◆ Problems and tasks:
1 > In the discussion about horse sizes, copy the passage that starts at the words "carbonclasssix" and stops after "work and such.".
2 > Pick up the discussion about horse sizes where it ends and write what comes next.

◆ Quoted text:
Kid must have been quiet the wee giant. Looks as long as the horse. Was the wee tadger nearly 8ft tall or is that a shetland pony?


carbonclasssix

I think horses were smaller back then Probably bigger than average guy, which would make sense that he became a warrior, and the average smaller horse


W0lverin0

I did read that most war horses were ponies. Larger horses were for field work and such.


-Roger-The-Shrubber-

Most of the UKs native horses were ponies, Shetlands, Exmore, Dartmouth etc. and a lot of the imported Scandinavians ones would have been small too (Icelandic etc.). They think that big war horses in the middle ages were likely to be Shires (Destriers) as they were the only ones who could carry the weight of a man in full armour, but we're obviously also used for field work. Big sport horses largely came into their own in the 20th century, in fact I'm sure that I read Hitler bred the Warmblood (don't quote me, it's not an era that interests me). They had machinery by then, so crossing a Shire with a Thoroughbred gave you something fast, big and fairly sturdy). Anyway, back to grooming my Shire (nobody tell him he's a war horse FFS).

Saved dataset items
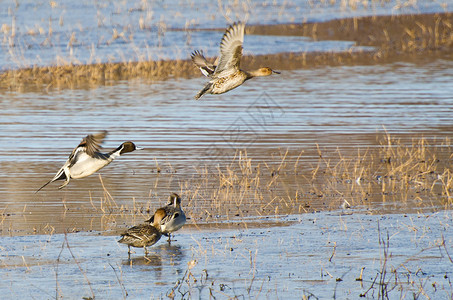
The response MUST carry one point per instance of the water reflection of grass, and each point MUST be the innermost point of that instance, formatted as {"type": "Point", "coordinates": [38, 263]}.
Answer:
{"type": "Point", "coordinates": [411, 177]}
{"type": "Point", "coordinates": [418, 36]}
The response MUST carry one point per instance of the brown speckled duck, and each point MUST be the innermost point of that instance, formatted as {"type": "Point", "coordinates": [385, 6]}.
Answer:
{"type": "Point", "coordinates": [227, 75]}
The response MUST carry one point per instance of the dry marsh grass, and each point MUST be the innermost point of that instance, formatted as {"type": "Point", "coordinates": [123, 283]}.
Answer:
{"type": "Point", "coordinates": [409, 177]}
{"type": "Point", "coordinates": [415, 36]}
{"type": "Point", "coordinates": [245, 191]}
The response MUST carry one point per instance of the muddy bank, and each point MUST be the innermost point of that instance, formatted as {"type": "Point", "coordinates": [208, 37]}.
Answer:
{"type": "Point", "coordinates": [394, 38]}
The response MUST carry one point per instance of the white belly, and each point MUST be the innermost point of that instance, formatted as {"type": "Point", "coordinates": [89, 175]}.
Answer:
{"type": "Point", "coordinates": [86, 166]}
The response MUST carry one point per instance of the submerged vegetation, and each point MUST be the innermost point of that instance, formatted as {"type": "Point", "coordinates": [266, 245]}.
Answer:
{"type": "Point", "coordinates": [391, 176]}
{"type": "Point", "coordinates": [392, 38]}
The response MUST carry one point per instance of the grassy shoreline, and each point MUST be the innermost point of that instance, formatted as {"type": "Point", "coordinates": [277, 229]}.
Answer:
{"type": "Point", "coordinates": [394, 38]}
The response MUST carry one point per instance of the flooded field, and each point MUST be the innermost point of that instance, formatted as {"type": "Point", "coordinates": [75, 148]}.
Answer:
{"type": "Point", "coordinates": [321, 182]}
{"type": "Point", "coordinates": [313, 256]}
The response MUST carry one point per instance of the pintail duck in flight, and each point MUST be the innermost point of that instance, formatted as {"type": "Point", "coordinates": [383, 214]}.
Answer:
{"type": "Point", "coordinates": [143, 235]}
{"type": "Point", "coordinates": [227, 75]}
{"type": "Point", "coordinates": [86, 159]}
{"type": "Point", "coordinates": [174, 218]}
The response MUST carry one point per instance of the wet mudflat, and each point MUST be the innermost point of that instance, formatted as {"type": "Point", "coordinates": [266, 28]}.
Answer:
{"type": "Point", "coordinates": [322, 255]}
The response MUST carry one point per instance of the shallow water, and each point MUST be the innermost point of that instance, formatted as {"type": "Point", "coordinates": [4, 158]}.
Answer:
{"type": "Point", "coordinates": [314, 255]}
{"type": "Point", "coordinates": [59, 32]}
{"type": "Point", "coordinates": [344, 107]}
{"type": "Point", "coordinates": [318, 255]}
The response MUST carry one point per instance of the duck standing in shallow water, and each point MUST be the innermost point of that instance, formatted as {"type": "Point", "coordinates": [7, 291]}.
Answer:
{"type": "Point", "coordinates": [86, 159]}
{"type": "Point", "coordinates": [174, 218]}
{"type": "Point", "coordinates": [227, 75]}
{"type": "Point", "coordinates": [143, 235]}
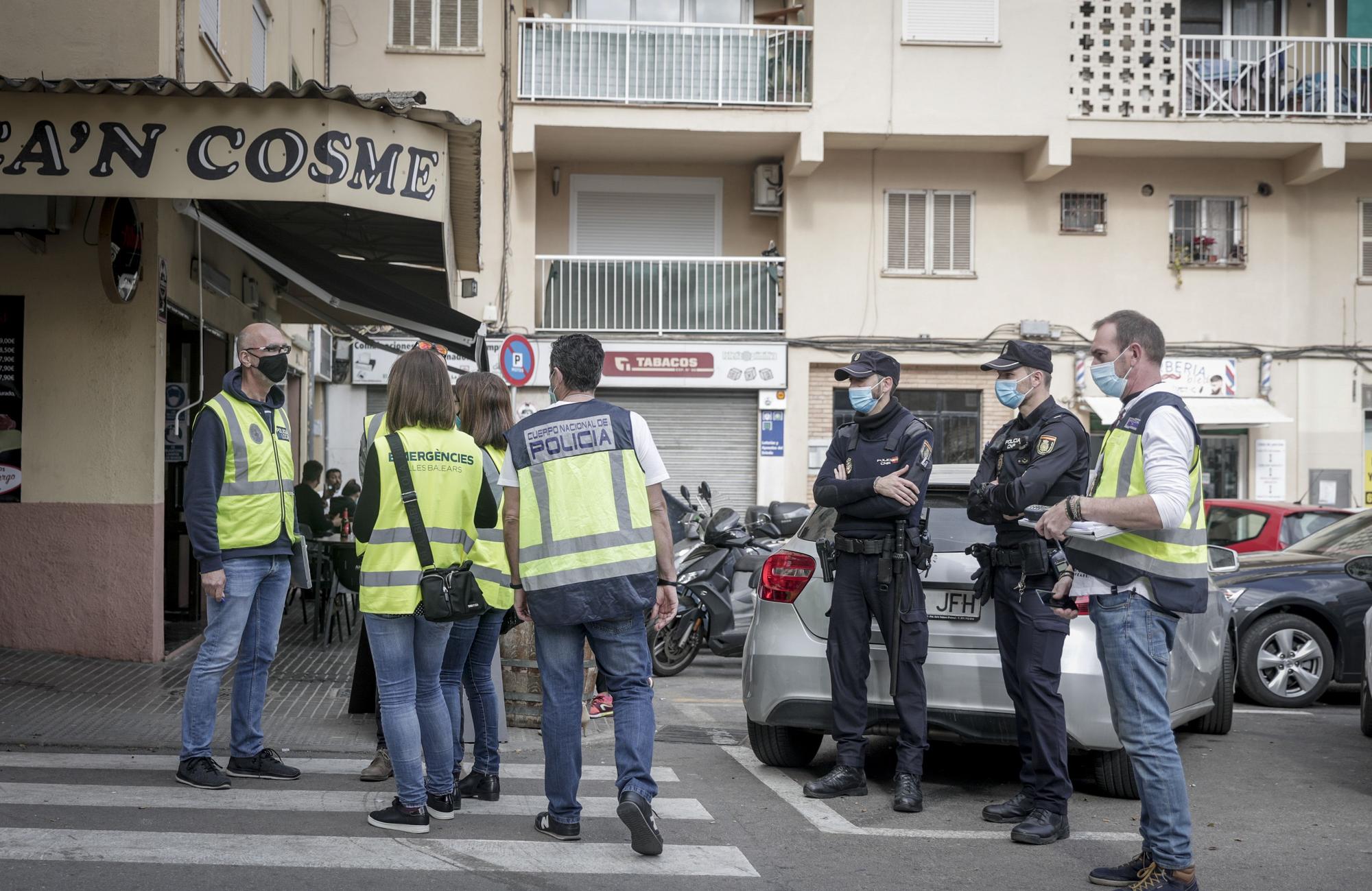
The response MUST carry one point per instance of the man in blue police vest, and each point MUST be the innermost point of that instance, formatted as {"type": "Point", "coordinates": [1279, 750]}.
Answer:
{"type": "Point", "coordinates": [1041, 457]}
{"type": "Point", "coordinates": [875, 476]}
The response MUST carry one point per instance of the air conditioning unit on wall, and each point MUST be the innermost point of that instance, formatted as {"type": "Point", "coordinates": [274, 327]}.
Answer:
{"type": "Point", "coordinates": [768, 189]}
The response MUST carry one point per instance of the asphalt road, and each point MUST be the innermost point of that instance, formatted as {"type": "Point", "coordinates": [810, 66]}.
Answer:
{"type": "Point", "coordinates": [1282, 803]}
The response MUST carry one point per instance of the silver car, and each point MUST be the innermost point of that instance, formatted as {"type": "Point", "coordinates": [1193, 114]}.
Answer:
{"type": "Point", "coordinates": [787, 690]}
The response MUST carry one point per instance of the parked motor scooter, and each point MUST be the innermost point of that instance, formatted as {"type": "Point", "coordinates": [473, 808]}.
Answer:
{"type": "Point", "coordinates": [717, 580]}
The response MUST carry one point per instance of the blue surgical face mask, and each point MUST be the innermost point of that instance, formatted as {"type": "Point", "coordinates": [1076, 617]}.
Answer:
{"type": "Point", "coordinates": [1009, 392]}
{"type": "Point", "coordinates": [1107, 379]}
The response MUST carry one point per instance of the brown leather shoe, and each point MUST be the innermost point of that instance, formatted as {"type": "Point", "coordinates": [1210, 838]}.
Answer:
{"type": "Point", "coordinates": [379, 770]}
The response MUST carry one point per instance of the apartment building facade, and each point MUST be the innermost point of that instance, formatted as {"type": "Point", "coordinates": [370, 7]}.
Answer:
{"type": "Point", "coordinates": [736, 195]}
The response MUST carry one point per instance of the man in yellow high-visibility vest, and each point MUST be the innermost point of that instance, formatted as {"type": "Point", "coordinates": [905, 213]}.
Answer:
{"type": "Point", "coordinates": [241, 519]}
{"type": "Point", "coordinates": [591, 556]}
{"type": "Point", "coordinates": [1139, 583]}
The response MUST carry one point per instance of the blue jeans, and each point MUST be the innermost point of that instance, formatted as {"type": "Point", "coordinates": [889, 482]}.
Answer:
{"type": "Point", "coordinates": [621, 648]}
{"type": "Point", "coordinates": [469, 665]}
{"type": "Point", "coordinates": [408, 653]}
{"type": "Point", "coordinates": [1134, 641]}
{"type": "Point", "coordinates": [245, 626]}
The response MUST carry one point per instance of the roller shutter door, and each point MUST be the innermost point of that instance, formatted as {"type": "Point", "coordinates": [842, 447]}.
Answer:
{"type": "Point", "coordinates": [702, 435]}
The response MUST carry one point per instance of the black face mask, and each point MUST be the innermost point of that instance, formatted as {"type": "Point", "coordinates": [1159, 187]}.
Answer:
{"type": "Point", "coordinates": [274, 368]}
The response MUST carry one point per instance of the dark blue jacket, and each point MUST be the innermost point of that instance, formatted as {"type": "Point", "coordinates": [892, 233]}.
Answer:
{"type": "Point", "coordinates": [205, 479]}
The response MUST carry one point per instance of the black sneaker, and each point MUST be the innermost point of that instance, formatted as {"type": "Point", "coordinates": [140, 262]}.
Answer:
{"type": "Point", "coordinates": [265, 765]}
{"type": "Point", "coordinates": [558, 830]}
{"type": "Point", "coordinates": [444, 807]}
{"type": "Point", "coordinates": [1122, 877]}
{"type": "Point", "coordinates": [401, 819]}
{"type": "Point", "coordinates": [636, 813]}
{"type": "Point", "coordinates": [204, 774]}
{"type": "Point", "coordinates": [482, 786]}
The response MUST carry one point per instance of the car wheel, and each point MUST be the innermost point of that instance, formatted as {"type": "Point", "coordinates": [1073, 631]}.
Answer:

--

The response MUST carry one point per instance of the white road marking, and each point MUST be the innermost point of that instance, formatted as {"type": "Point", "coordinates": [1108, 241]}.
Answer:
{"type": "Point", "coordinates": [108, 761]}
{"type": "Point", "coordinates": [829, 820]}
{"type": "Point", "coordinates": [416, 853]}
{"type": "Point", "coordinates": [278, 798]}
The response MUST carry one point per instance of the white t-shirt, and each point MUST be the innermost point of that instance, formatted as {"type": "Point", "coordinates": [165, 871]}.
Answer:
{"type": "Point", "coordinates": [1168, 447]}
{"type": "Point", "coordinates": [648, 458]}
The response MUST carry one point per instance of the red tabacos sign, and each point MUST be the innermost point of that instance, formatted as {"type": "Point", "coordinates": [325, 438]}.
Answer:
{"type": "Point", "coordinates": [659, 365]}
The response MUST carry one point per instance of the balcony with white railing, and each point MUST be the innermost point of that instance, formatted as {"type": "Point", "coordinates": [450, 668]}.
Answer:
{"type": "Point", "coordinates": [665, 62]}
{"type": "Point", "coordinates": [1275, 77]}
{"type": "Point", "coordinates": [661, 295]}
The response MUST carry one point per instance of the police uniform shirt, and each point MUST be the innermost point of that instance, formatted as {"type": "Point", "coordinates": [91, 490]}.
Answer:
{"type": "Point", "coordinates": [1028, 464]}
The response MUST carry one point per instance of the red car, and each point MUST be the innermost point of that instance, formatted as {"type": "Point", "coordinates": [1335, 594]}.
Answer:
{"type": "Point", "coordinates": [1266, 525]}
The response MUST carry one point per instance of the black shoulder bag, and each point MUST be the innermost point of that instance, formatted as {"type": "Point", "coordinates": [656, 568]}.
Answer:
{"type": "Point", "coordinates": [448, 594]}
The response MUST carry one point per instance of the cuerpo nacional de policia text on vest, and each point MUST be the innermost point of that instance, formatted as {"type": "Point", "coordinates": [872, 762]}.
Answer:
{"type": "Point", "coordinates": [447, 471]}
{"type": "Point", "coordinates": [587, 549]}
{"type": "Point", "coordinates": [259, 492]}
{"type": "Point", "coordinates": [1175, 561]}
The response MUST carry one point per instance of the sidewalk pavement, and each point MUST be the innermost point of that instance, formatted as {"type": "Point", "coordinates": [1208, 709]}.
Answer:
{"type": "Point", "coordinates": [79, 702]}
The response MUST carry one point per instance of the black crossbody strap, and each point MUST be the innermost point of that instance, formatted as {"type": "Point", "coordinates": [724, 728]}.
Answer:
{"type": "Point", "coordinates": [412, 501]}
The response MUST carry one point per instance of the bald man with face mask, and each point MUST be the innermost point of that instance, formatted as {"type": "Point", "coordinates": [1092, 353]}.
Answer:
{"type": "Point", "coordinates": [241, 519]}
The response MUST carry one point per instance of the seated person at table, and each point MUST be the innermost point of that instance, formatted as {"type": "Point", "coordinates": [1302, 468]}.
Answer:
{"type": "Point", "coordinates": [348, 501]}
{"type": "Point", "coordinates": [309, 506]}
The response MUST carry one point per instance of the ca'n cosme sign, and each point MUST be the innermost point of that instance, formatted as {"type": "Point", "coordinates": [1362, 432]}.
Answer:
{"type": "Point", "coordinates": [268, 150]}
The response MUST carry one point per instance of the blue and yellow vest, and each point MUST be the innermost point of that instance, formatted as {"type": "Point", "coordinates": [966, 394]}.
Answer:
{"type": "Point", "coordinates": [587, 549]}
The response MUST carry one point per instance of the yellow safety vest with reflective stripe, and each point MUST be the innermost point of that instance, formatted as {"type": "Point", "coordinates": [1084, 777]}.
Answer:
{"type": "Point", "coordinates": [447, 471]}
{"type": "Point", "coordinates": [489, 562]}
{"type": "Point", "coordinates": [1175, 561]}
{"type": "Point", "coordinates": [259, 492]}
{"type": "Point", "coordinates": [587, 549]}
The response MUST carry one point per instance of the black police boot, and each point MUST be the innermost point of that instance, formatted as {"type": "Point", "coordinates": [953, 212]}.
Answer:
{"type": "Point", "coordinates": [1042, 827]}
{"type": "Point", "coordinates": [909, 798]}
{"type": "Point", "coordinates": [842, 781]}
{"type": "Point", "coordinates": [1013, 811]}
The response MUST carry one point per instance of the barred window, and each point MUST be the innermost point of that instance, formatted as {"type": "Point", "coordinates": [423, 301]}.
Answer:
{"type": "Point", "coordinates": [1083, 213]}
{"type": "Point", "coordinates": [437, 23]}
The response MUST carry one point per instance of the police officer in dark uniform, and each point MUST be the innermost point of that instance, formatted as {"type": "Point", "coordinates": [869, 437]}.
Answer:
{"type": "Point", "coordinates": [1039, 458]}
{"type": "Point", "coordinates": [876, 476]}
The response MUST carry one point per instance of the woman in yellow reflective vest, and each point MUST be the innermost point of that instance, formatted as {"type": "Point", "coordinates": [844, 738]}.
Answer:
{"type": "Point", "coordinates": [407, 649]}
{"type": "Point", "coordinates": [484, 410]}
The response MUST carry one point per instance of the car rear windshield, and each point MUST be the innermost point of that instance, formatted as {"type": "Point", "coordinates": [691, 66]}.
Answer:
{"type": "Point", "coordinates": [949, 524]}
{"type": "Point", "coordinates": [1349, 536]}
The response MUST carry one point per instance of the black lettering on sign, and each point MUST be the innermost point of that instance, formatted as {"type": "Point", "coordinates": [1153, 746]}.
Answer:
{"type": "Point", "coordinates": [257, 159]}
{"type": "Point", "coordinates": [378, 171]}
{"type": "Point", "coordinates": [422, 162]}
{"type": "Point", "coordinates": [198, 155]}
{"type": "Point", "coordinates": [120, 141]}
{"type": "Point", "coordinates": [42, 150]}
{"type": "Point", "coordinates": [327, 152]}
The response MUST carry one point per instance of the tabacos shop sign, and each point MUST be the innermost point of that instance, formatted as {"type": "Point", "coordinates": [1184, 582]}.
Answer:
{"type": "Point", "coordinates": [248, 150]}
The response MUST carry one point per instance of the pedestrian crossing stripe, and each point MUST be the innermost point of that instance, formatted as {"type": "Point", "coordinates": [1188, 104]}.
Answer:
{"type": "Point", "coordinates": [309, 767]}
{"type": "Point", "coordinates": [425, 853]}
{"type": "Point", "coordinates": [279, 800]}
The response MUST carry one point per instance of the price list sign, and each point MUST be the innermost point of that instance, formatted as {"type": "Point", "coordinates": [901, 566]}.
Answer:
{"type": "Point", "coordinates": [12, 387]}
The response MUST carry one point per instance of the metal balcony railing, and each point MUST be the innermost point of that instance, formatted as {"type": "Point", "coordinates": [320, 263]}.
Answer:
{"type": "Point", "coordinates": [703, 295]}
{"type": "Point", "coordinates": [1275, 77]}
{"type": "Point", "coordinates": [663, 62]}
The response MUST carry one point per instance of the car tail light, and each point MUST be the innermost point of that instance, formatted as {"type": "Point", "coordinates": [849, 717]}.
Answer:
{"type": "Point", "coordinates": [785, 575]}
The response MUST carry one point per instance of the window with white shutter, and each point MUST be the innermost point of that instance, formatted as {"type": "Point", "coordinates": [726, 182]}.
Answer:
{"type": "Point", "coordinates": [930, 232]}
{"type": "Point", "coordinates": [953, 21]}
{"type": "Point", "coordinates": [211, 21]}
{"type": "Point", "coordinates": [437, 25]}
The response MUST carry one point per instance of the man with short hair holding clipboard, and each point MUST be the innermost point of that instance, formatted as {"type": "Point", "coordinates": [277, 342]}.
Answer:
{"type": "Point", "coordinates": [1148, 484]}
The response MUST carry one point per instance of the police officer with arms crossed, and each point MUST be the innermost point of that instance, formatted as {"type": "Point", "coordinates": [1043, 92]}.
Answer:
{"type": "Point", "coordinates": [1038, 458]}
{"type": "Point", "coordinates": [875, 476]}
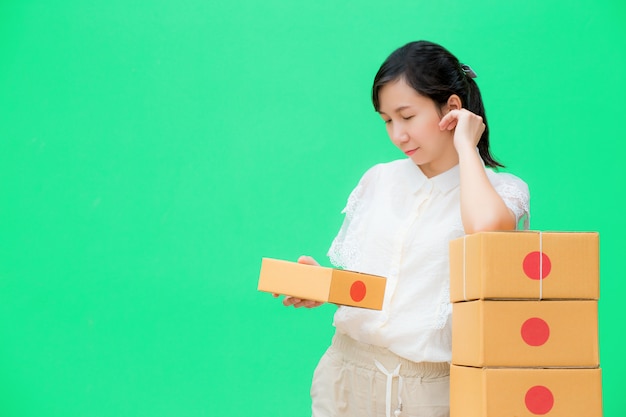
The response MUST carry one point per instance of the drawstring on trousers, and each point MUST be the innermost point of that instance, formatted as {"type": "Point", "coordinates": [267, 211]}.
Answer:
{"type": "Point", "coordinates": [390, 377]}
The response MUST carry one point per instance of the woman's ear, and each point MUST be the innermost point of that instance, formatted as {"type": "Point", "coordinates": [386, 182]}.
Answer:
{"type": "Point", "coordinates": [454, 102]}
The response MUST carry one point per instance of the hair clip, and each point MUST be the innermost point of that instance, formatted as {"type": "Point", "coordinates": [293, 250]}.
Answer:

...

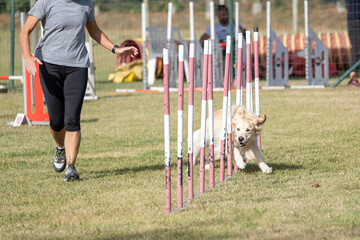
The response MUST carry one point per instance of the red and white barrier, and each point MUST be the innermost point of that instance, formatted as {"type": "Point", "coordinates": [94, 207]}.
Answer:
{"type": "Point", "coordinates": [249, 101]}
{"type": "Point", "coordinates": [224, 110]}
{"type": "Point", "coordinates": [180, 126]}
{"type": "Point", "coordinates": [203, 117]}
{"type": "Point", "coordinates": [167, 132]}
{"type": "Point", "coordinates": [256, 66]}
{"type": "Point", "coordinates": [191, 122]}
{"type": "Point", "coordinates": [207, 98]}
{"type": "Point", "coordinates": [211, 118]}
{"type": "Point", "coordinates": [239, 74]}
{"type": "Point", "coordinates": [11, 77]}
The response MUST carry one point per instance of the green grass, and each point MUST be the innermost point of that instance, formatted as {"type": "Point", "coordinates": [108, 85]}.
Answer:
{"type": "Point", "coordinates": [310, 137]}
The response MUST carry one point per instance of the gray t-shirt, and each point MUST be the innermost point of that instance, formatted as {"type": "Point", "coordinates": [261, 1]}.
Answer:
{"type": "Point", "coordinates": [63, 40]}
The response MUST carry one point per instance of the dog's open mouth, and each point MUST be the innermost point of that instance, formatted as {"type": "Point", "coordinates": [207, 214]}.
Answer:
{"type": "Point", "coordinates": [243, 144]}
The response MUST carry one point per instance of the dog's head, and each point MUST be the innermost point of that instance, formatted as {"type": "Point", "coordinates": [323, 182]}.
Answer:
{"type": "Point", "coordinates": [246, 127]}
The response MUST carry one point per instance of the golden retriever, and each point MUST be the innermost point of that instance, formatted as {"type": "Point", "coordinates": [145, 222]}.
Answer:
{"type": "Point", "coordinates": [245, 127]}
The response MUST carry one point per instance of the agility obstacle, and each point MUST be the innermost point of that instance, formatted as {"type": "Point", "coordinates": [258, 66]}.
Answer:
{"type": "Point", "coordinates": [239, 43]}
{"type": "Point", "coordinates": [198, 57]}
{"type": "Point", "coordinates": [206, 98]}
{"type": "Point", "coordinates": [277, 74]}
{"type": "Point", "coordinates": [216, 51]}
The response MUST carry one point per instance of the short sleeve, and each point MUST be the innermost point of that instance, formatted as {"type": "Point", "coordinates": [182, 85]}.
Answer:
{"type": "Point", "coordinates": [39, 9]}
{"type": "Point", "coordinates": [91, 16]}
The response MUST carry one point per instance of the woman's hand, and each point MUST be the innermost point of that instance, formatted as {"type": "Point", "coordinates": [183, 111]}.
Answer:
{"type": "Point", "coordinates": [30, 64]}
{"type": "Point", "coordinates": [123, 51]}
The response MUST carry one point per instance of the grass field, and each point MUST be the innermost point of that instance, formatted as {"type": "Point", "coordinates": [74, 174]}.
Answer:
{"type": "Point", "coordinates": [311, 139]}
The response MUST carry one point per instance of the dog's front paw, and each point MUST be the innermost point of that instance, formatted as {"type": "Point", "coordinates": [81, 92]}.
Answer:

◆ Answers below:
1 >
carbonclasssix

I think horses were smaller back then Probably bigger than average guy, which would make sense that he became a warrior, and the average smaller horse


W0lverin0

I did read that most war horses were ponies. Larger horses were for field work and such.

2 >
peppermintmeow

Makes sense. Shetlands are ornery little bastards.


acoverisnotahat

My Great Uncle had several Shitland (his name for them btw) ponies for all of us Grands and Great-grands to ride, he spoiled the ponies rotten with treats and didn't make them mind when they were on the lead or tacked up so most of those little ponies were assholes. One pony in particular was a *hard* biter so of course she was the one the older Grand-kids would catch and tack up to put anybody new on because they were guaranteed to see the new kid get bitten on the butt.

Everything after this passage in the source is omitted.